## What the task requires
Output all of the records exactly as written.

## Input data
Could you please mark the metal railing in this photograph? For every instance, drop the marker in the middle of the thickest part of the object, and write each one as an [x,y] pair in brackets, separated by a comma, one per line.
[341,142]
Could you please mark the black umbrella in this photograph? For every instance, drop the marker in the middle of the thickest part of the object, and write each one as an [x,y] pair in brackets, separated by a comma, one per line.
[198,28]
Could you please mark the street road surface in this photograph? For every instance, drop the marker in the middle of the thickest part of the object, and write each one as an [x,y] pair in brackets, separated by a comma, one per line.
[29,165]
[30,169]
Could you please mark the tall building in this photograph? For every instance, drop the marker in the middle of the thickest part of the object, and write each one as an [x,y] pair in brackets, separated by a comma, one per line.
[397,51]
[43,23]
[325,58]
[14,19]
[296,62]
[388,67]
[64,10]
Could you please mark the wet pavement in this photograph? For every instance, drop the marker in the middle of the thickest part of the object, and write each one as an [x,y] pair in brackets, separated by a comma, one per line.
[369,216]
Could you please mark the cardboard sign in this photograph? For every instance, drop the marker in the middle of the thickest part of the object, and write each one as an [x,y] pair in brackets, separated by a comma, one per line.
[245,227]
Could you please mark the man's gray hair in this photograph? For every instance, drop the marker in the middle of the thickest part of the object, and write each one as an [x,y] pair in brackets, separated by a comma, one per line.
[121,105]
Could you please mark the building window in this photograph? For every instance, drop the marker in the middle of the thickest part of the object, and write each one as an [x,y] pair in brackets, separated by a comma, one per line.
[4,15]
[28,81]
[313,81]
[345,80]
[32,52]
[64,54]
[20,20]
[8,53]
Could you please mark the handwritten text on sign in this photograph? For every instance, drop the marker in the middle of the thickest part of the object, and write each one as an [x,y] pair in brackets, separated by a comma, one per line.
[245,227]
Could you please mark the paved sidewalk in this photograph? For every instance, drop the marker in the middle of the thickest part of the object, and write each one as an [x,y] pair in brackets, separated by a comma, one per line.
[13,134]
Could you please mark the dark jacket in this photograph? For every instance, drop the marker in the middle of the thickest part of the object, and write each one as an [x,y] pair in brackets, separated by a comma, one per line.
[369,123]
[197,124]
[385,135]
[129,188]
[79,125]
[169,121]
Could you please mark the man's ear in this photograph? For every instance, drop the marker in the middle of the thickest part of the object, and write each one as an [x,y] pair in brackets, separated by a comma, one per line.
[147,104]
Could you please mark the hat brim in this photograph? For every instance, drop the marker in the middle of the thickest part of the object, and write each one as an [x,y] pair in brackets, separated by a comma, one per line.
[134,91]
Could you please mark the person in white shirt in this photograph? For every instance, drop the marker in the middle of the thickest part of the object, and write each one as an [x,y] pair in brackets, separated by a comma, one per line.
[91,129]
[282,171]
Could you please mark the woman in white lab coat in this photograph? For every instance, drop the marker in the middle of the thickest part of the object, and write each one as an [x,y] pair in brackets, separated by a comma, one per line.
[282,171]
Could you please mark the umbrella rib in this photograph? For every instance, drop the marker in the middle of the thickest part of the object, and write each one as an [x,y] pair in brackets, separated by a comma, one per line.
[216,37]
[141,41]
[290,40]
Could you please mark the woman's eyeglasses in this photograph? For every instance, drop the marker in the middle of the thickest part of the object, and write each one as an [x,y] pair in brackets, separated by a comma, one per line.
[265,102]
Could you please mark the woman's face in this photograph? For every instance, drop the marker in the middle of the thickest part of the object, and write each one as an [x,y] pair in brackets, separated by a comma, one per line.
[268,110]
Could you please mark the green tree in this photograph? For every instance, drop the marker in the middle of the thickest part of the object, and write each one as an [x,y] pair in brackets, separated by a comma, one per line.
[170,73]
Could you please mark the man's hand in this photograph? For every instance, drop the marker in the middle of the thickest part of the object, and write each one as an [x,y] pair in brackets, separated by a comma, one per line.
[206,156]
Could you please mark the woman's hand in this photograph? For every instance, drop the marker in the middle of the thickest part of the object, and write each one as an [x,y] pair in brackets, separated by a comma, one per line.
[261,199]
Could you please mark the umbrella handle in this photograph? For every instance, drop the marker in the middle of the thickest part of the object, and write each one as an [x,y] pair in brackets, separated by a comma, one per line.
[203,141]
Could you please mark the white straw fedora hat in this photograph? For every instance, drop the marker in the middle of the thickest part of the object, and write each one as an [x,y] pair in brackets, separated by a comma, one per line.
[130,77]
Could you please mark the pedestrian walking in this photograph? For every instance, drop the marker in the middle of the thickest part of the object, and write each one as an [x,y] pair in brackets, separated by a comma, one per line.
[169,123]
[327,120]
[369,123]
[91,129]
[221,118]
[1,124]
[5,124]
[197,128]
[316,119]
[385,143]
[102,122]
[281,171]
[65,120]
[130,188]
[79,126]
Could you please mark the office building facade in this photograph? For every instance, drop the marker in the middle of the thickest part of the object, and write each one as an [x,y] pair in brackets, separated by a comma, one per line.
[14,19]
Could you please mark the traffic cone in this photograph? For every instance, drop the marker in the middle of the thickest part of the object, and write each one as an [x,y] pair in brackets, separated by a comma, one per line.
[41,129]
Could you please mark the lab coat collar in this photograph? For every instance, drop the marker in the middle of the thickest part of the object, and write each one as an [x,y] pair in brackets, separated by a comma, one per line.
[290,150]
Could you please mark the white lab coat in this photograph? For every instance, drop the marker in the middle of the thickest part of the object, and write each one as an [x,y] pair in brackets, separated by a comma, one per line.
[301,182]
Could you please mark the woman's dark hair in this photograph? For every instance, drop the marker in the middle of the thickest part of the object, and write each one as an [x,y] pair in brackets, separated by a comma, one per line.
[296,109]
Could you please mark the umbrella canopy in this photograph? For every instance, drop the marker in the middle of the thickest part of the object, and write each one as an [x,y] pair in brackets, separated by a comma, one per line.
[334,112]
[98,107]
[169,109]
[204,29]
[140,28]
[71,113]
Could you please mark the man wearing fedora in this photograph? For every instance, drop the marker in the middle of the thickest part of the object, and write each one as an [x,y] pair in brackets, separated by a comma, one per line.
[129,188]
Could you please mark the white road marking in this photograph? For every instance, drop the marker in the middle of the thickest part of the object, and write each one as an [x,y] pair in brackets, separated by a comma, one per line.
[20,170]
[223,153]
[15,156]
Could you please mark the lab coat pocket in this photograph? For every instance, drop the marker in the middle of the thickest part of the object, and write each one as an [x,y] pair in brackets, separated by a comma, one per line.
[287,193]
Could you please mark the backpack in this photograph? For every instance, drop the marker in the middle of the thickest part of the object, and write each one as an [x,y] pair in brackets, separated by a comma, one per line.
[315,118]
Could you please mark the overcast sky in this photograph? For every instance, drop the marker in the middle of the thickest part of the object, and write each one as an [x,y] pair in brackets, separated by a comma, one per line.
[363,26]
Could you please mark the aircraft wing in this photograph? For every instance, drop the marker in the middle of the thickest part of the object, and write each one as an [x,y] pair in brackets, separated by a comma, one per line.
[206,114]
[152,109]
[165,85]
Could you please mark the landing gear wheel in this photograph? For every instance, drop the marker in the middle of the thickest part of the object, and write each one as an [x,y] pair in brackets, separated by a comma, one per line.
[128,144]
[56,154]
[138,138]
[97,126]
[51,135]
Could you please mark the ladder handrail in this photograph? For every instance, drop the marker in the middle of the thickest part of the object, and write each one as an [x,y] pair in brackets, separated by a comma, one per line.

## Task answer
Could you please mark the metal railing in this photograph? For every instance, drop the marker in the middle of the thickest part of the object, and write each one as an [x,y] pair in brackets, separated by a comma, one per line.
[341,142]
Could you please mark the black umbrella in this photograph? For every instance, drop the marker in the middle of the thickest part of the object, and write each one as an [x,y] pair in brackets, separated by a comma, one per line.
[198,28]
Could you please mark the street road surface in this photograph? For every instance, drop the marker in the middle of the thickest part of the object, and write each one as an [x,y] pair in brackets, separated by a comma, one per line.
[29,165]
[30,169]
Could you please mark the tall building in this photograph? For every instance, drop the marker in the middle of the thickest part of the object, and write each one as an [x,y] pair in brackets, separated by a comma, one per line.
[397,51]
[43,23]
[325,58]
[14,19]
[296,62]
[388,67]
[64,10]
Could you please mark the wet pavement in this photograph? For every instance, drop the marker in the middle of the thickest part of the object, and write each one as an [x,y] pair in brackets, separated by a comma, one per line.
[369,216]
Could you please mark the cardboard sign in this photograph? For every instance, drop the marker in the middle of the thickest part of the object, and write each one as an [x,y] pair in brackets, separated by a comma, one per line.
[245,227]
Could you please mark the man's gray hair in this photograph? For every instance, drop the marker in the middle of the thickest part of the object, and write each one as an [x,y] pair in brackets, separated by a comma, one per line.
[121,105]
Could you please mark the building window in this photograph? For every instance, drop the marker in the middle of the thickest part of the object, and write each one as an [x,y] pair in brackets, separated by a comma, one per line.
[4,15]
[28,81]
[313,81]
[345,80]
[32,52]
[64,54]
[20,20]
[8,53]
Could you please mark the handwritten text on sign in this photograph? For every instance, drop the marker in the middle of the thickest part of the object, and write each one as an [x,y] pair in brackets, separated by a comma, one per line.
[245,227]
Could you please mark the paved sidewalk in this photograph? For every instance, drop the marker in the middle of the thickest part of the object, and write each one as an [x,y] pair in brackets, separated by a comma, one per line.
[13,134]
Could you please mark the dark jacket in this photograph? For every instance, drop the marker in the middle of the thickest part of the object, and write each one as an [x,y] pair in brackets, separated by a comma, one per line.
[369,123]
[197,124]
[385,135]
[129,188]
[79,125]
[169,121]
Could you please mark the man's ear in this photograph? For every instance, drop the marker in the middle of the thickest part of the object, and write each one as an [x,y] pair in brackets, separated by a comma, one per line.
[147,104]
Could you please mark the hat brim in this photograph? For every instance, drop the marker in the middle of the thickest part of the object, and write each one as an [x,y] pair in brackets, separated by a comma, one per line.
[134,91]
Could you please mark the person in white shirt in this photograph? For every instance, drop the marker in the middle of the thickest part of the object, and write each one as an [x,y] pair in brackets, separated by a comma, one per line.
[91,129]
[282,171]
Could you please mark the woman in white lab coat in this photograph? For every instance, drop the marker in the middle of the thickest part of the object, and write each one as an [x,y] pair in brackets, separated by a comma, one per line.
[282,171]
Could you please mark the umbrella rib in this photograph? For every instance, drop the marker in the middle of the thickest part of the object, and write each one as an [x,y] pair in brackets, separated by a comma, one per line.
[216,37]
[141,41]
[290,40]
Could you please mark the woman's eyeglasses in this photograph? For every instance, drop the marker in the middle of the thickest part of the object, and write each one as an [x,y] pair in brackets, separated by a comma, one per line.
[265,102]
Could you please mark the woman's face in this photograph? For every instance, drop the marker in the middle of the thickest part of the object, and write each one as an [x,y] pair in brackets, separated by a comma, one per line.
[268,110]
Could you please mark the green tree in this photograph? For every instance, drop the marker in the middle of the thickest part of the object, and write each one as an [x,y] pair in brackets, separated by a comma, one per line.
[170,73]
Could you please mark the man's hand in this photograph? For every instance, drop the marker in the middle of the thickest part of the object, and write each one as an [x,y] pair in brackets, separated by a comma, one per line.
[206,156]
Could you please mark the woman's hand in this photograph? For every instance, drop the marker in the middle of the thickest part of the object, and write each one as an [x,y] pair in brackets, separated by a comma, one per line.
[261,199]
Could you please mark the umbrella handle in this photograph? For every instance, drop the marker in the middle of the thickest part of the object, and write each one as an [x,y] pair in brackets, separated by a comma, one per line.
[203,141]
Could you please mark the white straw fedora hat in this photograph? For every instance, drop the marker in the middle of the thickest part of the object, and write each one as an [x,y] pair in brackets, separated by a comma, one per line.
[130,77]
Could you please mark the pedestrian walking in this photograph? For every instance, drop the marker in the middle of the thickest part of the object, and write each one as an [x,y] pair in brackets, separated by a comma, one per line.
[169,123]
[327,120]
[369,123]
[91,129]
[221,118]
[1,124]
[5,124]
[197,128]
[316,119]
[385,143]
[102,122]
[281,171]
[65,120]
[130,188]
[79,126]
Could you please mark the office building facade in this photograph? For every instance, drop the marker in the middle of the thickest part of the object, and write each one as an [x,y] pair in brackets, separated by a comma, one per line.
[14,19]
Could you please mark the traffic cone in this photograph? For every instance, drop the marker in the middle of the thickest part of the object, and write each one as an [x,y] pair in brackets, separated by a comma, one per line.
[41,129]
Could you please mark the lab coat collar in this photograph? For every instance, drop the marker in the middle of the thickest part of the object, and write each one as an [x,y] pair in brackets, separated by a comma, one per line.
[290,150]
Could you please mark the white lab coat in this photograph? For every instance, drop the marker in the middle of the thickest part of the object, and write each one as an [x,y] pair in brackets, separated by a comma, one per line.
[301,182]
Could you please mark the woman's dark hair in this photograph? For every instance, drop the marker in the middle of the thickest part of the object, and write each one as an [x,y] pair in brackets, separated by a comma, one per line.
[296,109]
Could you please mark the umbrella canopy in this photograph? For every instance, drop the marker in the middle of the thickest part of the object, and write each one as an [x,y] pair in brackets, separated by a comma, one per line.
[334,112]
[98,107]
[169,109]
[204,29]
[140,28]
[71,113]
Could you please mark the man wearing fedora in this photograph? For every instance, drop the marker in the middle of the thickest part of the object, and write each one as an [x,y] pair in brackets, separated by a comma, one per line.
[129,188]
Could you please mark the white road marking in this photograph? For every instance, drop the marker in the middle of the thickest part of the object, and write each one as an [x,y] pair in brackets, separated by a comma, one per line.
[20,170]
[223,153]
[15,156]
Could you please mark the lab coat pocket in this photograph? For every instance, drop the marker in the middle of the thickest part of the object, and write each one as an [x,y] pair in brackets, separated by a comma, one per line.
[287,193]
Could you please mark the backpack in this photograph? For every instance, drop the marker in the middle of the thickest part of the object, and write each one as an [x,y] pair in brackets, separated by a comma, one per line.
[315,118]
Could you please mark the overcast sky in this photograph? For every instance, drop the marker in the middle of the thickest part of the object, and write each one as an [x,y] pair in brackets, separated by a comma, one per line.
[363,26]
Could you please mark the aircraft wing in this photograph? For every instance, drop the marker in the middle of the thickest part of the object, and write each one as an [x,y] pair in brackets, separated by a comma, one per line.
[206,114]
[152,109]
[165,85]
Could you please mark the landing gear wheel in this photograph? For every instance, drop the marker in the middle of the thickest part of the object, and write each one as an [x,y] pair in brackets, separated by a comma, one per line.
[128,144]
[56,154]
[138,138]
[97,126]
[51,135]
Could you please mark the ladder handrail in this photograph? For every instance, drop the marker in the middle of the thickest part of the object, and write each one as an [x,y] pair in brackets, separated by a comma, one per line.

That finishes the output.